(Collected data)

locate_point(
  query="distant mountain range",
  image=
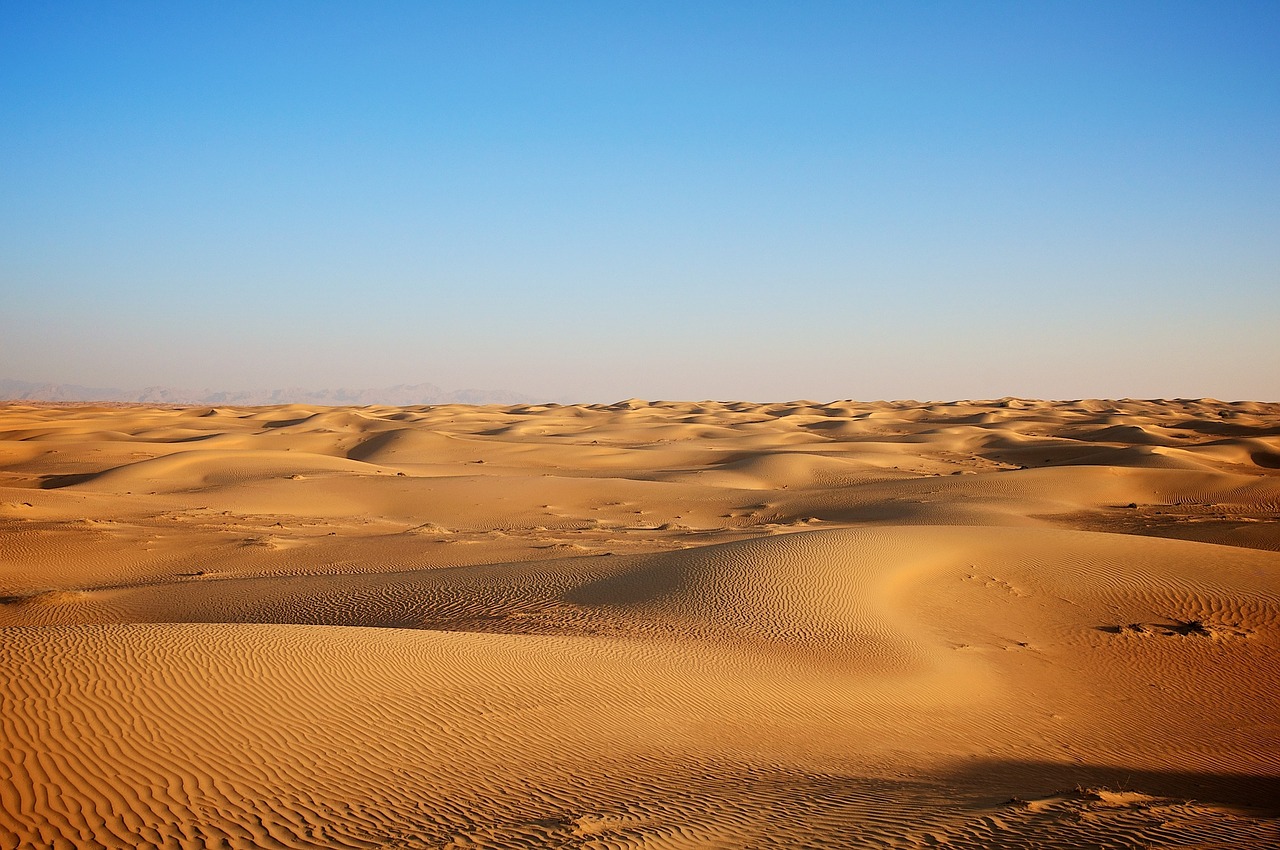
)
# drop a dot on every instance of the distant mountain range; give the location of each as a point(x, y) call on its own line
point(401, 394)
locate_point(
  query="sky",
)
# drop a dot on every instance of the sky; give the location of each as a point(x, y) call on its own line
point(592, 201)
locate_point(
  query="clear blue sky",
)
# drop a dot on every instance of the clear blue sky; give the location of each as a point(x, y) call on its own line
point(688, 200)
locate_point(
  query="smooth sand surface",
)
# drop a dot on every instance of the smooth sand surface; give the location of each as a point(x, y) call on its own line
point(1004, 624)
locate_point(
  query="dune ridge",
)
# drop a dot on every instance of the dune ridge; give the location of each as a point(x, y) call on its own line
point(992, 624)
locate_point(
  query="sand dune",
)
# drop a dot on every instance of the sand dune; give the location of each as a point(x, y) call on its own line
point(1006, 624)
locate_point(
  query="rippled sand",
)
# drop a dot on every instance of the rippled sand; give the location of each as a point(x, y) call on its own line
point(644, 625)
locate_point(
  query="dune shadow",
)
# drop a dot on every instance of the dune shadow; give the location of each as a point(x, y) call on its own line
point(56, 481)
point(991, 781)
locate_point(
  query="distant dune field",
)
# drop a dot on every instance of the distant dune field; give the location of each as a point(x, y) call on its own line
point(1005, 624)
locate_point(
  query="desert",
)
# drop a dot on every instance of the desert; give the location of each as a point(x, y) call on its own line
point(990, 624)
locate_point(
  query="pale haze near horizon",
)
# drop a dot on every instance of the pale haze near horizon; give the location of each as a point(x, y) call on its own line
point(594, 201)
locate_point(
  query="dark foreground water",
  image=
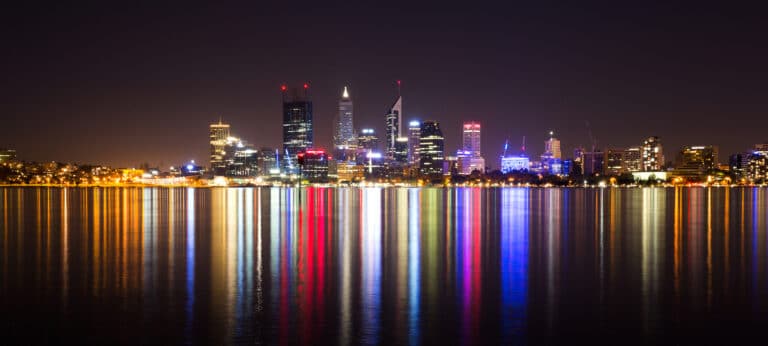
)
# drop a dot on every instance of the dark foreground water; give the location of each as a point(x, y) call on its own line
point(383, 266)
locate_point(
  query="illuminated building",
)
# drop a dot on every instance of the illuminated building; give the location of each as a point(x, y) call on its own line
point(653, 155)
point(515, 163)
point(297, 122)
point(633, 159)
point(471, 138)
point(696, 160)
point(614, 161)
point(470, 158)
point(431, 145)
point(314, 165)
point(373, 165)
point(757, 168)
point(189, 169)
point(343, 135)
point(761, 149)
point(414, 133)
point(552, 147)
point(450, 165)
point(578, 161)
point(268, 161)
point(401, 151)
point(394, 126)
point(367, 140)
point(7, 155)
point(468, 163)
point(593, 162)
point(241, 159)
point(737, 164)
point(218, 142)
point(349, 171)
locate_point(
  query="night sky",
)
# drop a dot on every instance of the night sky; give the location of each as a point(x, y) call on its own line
point(123, 85)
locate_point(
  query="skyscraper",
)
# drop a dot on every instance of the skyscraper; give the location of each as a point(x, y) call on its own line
point(470, 158)
point(218, 140)
point(414, 133)
point(653, 156)
point(633, 159)
point(696, 160)
point(344, 131)
point(297, 121)
point(431, 148)
point(394, 126)
point(367, 140)
point(471, 138)
point(401, 151)
point(552, 147)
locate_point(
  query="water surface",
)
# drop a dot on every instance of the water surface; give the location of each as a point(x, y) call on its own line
point(383, 266)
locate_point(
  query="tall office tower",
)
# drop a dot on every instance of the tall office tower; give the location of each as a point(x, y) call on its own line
point(697, 159)
point(394, 126)
point(218, 140)
point(633, 159)
point(614, 161)
point(653, 155)
point(593, 162)
point(578, 160)
point(552, 147)
point(469, 158)
point(414, 133)
point(297, 121)
point(761, 149)
point(471, 138)
point(367, 140)
point(7, 155)
point(431, 148)
point(401, 151)
point(344, 132)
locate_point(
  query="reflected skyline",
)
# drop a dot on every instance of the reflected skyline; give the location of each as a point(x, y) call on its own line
point(383, 266)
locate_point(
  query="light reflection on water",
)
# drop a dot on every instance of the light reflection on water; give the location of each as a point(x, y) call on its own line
point(383, 266)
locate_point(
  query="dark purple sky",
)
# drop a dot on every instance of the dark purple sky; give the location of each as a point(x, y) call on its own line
point(122, 85)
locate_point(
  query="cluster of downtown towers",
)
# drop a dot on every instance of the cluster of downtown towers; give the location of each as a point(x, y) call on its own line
point(355, 154)
point(358, 155)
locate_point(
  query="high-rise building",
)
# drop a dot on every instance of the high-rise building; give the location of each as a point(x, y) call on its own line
point(593, 162)
point(633, 159)
point(653, 155)
point(394, 126)
point(7, 155)
point(515, 163)
point(297, 121)
point(218, 134)
point(470, 158)
point(614, 161)
point(314, 165)
point(431, 148)
point(367, 140)
point(268, 161)
point(344, 134)
point(401, 151)
point(696, 160)
point(414, 133)
point(761, 149)
point(552, 147)
point(471, 138)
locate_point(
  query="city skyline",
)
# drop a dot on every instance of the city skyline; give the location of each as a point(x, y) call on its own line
point(685, 81)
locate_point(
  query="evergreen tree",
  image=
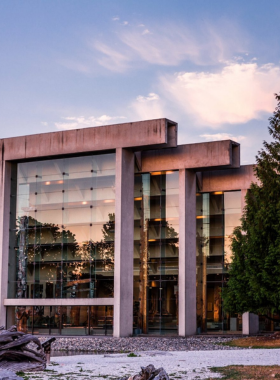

> _Problem_
A word-for-word repetition of the data above, without pictures, is the expected answer.

> _Problem solution_
locate_point(
  query="distant mountain range",
  image=
)
# drop a dot on every instance of the distant mountain range; give the location of each as a point(x, y) call on its own line
point(401, 394)
locate_point(
  query="sky",
)
# drop a dot on every instance of the sky; give the location of each as a point(x, y) call on its own line
point(592, 201)
locate_point(
  query="clear blue sky",
)
# drop a dot on every instance of the clear blue sky; give the location of each as a point(x, y) call on its own line
point(688, 200)
locate_point(
  query="smooth sand surface",
)
# drop a dot on every instance of the smooth sand surface; give the location of each as a point(x, y) call on its own line
point(1004, 624)
locate_point(
  query="dune ridge",
)
# drop a dot on every instance of the dune ridge; give the location of each as a point(x, y) call on its own line
point(992, 624)
locate_point(
  query="sand dune",
)
# drop a dot on every instance of the sand dune; give the location of each as a point(x, y) call on its own line
point(1006, 624)
locate_point(
  query="rippled sand",
)
# drop a dot on every instance of the rippled sand; give the location of each as a point(x, y) call on its own line
point(644, 625)
locate_point(
  query="dune shadow",
)
# drop a dot on every instance of the dune shadow; give the location of each as a point(x, y) call on its own line
point(56, 481)
point(991, 781)
locate_point(
  query="distant dune field",
)
# drop a dot on every instance of the distant dune field; give the location of each as a point(x, y) call on its own line
point(1005, 624)
locate_point(
  query="desert",
)
# drop a dot on every instance of the desert; give the location of each as a point(x, y) call on its own line
point(990, 624)
locate_point(
  query="pale haze near horizon",
)
# drop a dot on every instance of the pale haze near horizon; give the location of each as a point(x, y) call on its own line
point(594, 201)
locate_point(
  query="dark foreground water",
  image=
)
# drop a dot on every instance of the dark foreground water; give the location of each as a point(x, y) call on its own line
point(383, 266)
locate_point(
  query="illuminated building",
)
# drop a dot on every instance of the illuminated building; give the location of each as a point(x, y) call on its own line
point(653, 155)
point(515, 163)
point(297, 122)
point(633, 159)
point(471, 138)
point(696, 160)
point(614, 161)
point(470, 158)
point(431, 145)
point(314, 165)
point(373, 165)
point(757, 168)
point(189, 169)
point(343, 135)
point(761, 149)
point(414, 133)
point(552, 147)
point(450, 165)
point(578, 161)
point(268, 161)
point(401, 151)
point(394, 126)
point(367, 140)
point(7, 155)
point(468, 163)
point(593, 162)
point(241, 159)
point(737, 164)
point(218, 142)
point(349, 171)
locate_point(
  query="night sky",
)
# drop a dot on every instance of the night sky; give the location of each as a point(x, y) call on its own line
point(123, 85)
locate_point(
  query="skyscraper",
)
# drop a dot on every instance of the skyscraper; give the location of each as a point(x, y) call on its own line
point(470, 158)
point(218, 140)
point(414, 133)
point(653, 156)
point(633, 159)
point(696, 160)
point(344, 131)
point(297, 121)
point(431, 148)
point(394, 126)
point(367, 140)
point(471, 138)
point(401, 151)
point(552, 147)
locate_point(
  query="water surface",
)
# drop a dot on every instance of the water surface; give the location of each as a point(x, y) call on its own line
point(383, 266)
locate_point(
  query="tall office tower",
)
# drop a dot on every instance of the tall office tower; give the location of each as a point(x, y) call on its own line
point(697, 159)
point(394, 126)
point(218, 140)
point(633, 159)
point(614, 161)
point(653, 155)
point(593, 162)
point(578, 160)
point(552, 147)
point(469, 158)
point(414, 133)
point(297, 121)
point(761, 149)
point(471, 138)
point(367, 140)
point(7, 155)
point(431, 148)
point(401, 151)
point(344, 132)
locate_point(
  query="reflected skyline",
)
# drop a dot on every instance of the reflected skyline; give the location of each as a point(x, y) call on its own line
point(383, 266)
locate_point(
  query="light reflection on water",
)
# drop a dot on every instance of the light reflection on water; give the location of each as a point(x, y) call on its own line
point(383, 266)
locate_point(
  query="dark purple sky",
)
# drop a dot on every instance of the dark purple sky; give the location of each as a point(x, y) call on its own line
point(122, 85)
locate_point(
  query="cluster of downtown towers",
)
# drop a dot on every instance of the cluster of downtown towers; give the location of each as a point(x, y) call on its own line
point(355, 154)
point(358, 155)
locate_point(
  query="high-rise building",
)
# drop a dot on every instance of the high-rise building; give the location of each as a point(x, y) call on its own line
point(593, 162)
point(633, 159)
point(653, 155)
point(394, 126)
point(7, 155)
point(515, 163)
point(297, 121)
point(218, 134)
point(470, 158)
point(614, 161)
point(314, 165)
point(431, 148)
point(367, 140)
point(268, 161)
point(344, 134)
point(401, 151)
point(696, 160)
point(414, 133)
point(761, 149)
point(552, 147)
point(471, 138)
locate_point(
  query="city skyline",
)
# drop a dot on every instance of the city skyline; give the location of each as a point(x, y) call on its own line
point(685, 81)
locate_point(
  query="evergreen tree",
  image=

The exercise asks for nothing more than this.